-------- RECORDS FOR THIS EXERCISE
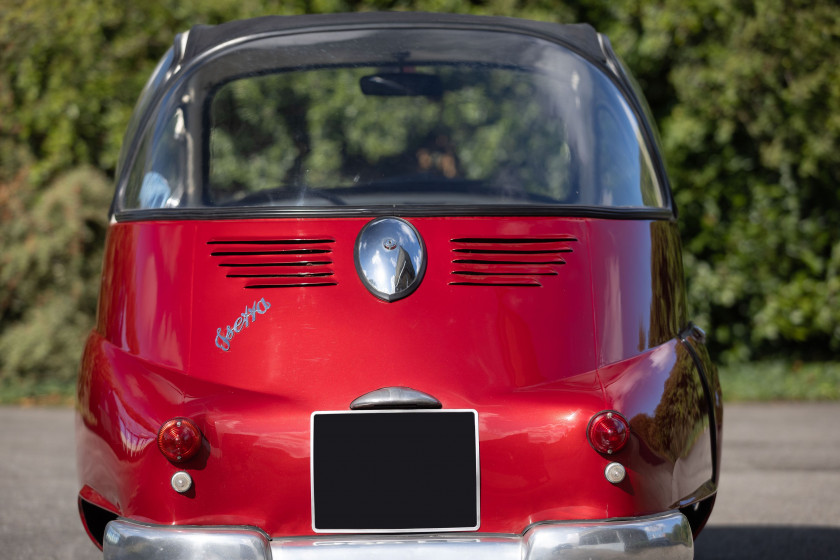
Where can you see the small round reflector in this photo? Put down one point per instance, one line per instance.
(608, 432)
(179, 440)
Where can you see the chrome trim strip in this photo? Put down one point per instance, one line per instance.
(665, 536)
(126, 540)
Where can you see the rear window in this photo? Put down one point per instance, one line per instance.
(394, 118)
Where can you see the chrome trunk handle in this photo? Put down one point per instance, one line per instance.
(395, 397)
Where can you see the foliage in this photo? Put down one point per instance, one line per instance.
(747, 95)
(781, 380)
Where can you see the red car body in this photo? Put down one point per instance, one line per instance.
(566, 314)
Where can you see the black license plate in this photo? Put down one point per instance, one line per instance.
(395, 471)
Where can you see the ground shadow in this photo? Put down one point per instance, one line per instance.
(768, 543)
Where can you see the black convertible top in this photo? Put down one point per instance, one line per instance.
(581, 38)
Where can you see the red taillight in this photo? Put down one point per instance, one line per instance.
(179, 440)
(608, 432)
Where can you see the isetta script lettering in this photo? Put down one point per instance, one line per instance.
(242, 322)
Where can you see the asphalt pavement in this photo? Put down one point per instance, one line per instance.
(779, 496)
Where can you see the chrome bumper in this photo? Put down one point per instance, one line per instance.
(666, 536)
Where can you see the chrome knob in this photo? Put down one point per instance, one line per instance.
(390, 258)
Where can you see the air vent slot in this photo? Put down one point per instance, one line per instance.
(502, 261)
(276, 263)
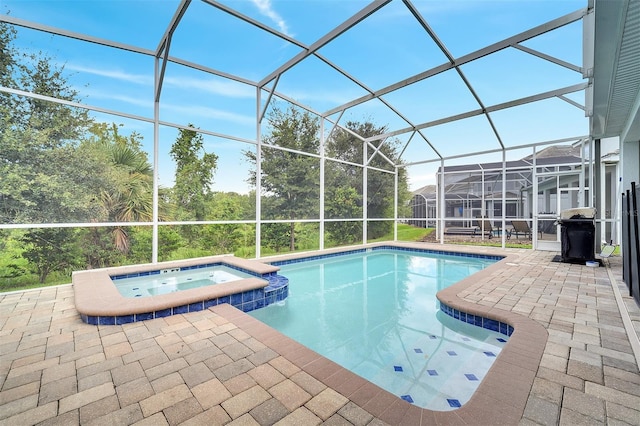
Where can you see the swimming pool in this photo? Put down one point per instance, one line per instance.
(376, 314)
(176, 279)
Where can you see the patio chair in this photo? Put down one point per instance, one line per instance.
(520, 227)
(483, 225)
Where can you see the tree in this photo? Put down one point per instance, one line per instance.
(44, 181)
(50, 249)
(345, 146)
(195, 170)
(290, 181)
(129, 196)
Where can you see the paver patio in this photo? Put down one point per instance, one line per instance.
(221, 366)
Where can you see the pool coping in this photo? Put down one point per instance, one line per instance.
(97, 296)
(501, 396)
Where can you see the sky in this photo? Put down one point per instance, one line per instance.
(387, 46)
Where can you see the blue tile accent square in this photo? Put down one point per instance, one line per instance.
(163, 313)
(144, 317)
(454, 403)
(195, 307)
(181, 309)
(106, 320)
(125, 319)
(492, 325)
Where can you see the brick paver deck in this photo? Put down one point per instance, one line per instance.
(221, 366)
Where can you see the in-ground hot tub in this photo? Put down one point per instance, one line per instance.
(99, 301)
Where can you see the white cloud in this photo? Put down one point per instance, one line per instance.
----------------
▶ TASK REQUIREMENTS:
All the records need to be repeated exactly, with the images dropped.

▶ FINISHED TASK:
Where can you see the small round reflector in this photo? Put down one point per instance, one line per instance.
(608, 432)
(179, 440)
Where can you see the chrome trim strip in this photo? Put down one point per instance, one line per instance.
(665, 536)
(126, 540)
Where can you see the rear window in this photo? Put down one point per instance, one line per instance.
(394, 118)
Where can you see the chrome trunk handle in this photo? Put down one point per instance, one line per instance.
(395, 397)
Where can you see the foliage in this photo? Put down one point per instance, one line per instance.
(747, 95)
(781, 380)
Where can you see the red car body in this photo? Put down one point per instance, one line per instance.
(566, 314)
Where can you see the black license plate in this photo? Put down one point per instance, one line per instance.
(395, 471)
Where can you see the ground shadow in this photo? Put down one point per instance, one line per instance.
(768, 543)
Where can you see the black convertible top in this photo? Put down one point per instance, one line per instance.
(581, 38)
Where can you see the red taillight in this photo? Put down one point per instance, one line per instance.
(179, 440)
(608, 432)
Where can you see the isetta script lettering in this photo? Put down one point per instance, one line per instance.
(242, 322)
Where can you see the asphalt pavement in this photo? Put down one point per instance, one line per instance.
(779, 496)
Where can you see the chrome bumper in this photo? Put down one point per instance, one line per instance.
(666, 536)
Where can you see the chrome knob in this photo? Put down one point per instance, one line per instance.
(390, 258)
Where can you see the air vent slot in this photo? Put down one point per instance, one line per instance.
(502, 261)
(276, 263)
Where can you see the swimming pool in this photo? Put down one point per instance, one line per instance.
(376, 314)
(176, 279)
Where can you see the patio chair in this photo? Put down one point per instance, one line per instance.
(520, 227)
(483, 225)
Where can you see the tree in this photo? Put down one point per instance, one line per instance.
(44, 181)
(50, 249)
(345, 146)
(195, 170)
(290, 181)
(129, 196)
Where can you see the paver patio in this photo? Put down one point per instance, one line per instance.
(221, 366)
Where can you see the pool coping in this photo? Put down one point per instance, one line per instance.
(97, 296)
(501, 396)
Where can you see the sky in this photo? Put down one point per instance, one line per instance.
(387, 46)
Where can you see the blue tile accent square in this photo? Put down one point per instance, one line per instance.
(163, 313)
(144, 317)
(454, 403)
(195, 307)
(181, 309)
(106, 320)
(125, 319)
(492, 325)
Where can you see the brick paver deck in this photo? Put down one point per instance, one line per instance.
(221, 366)
Where can you see the in-ground hot tub in this photo? Put down one point per instance, one line per instance.
(99, 301)
Where can you see the white cloud in this photo? Put down one point per instance, one line per instance.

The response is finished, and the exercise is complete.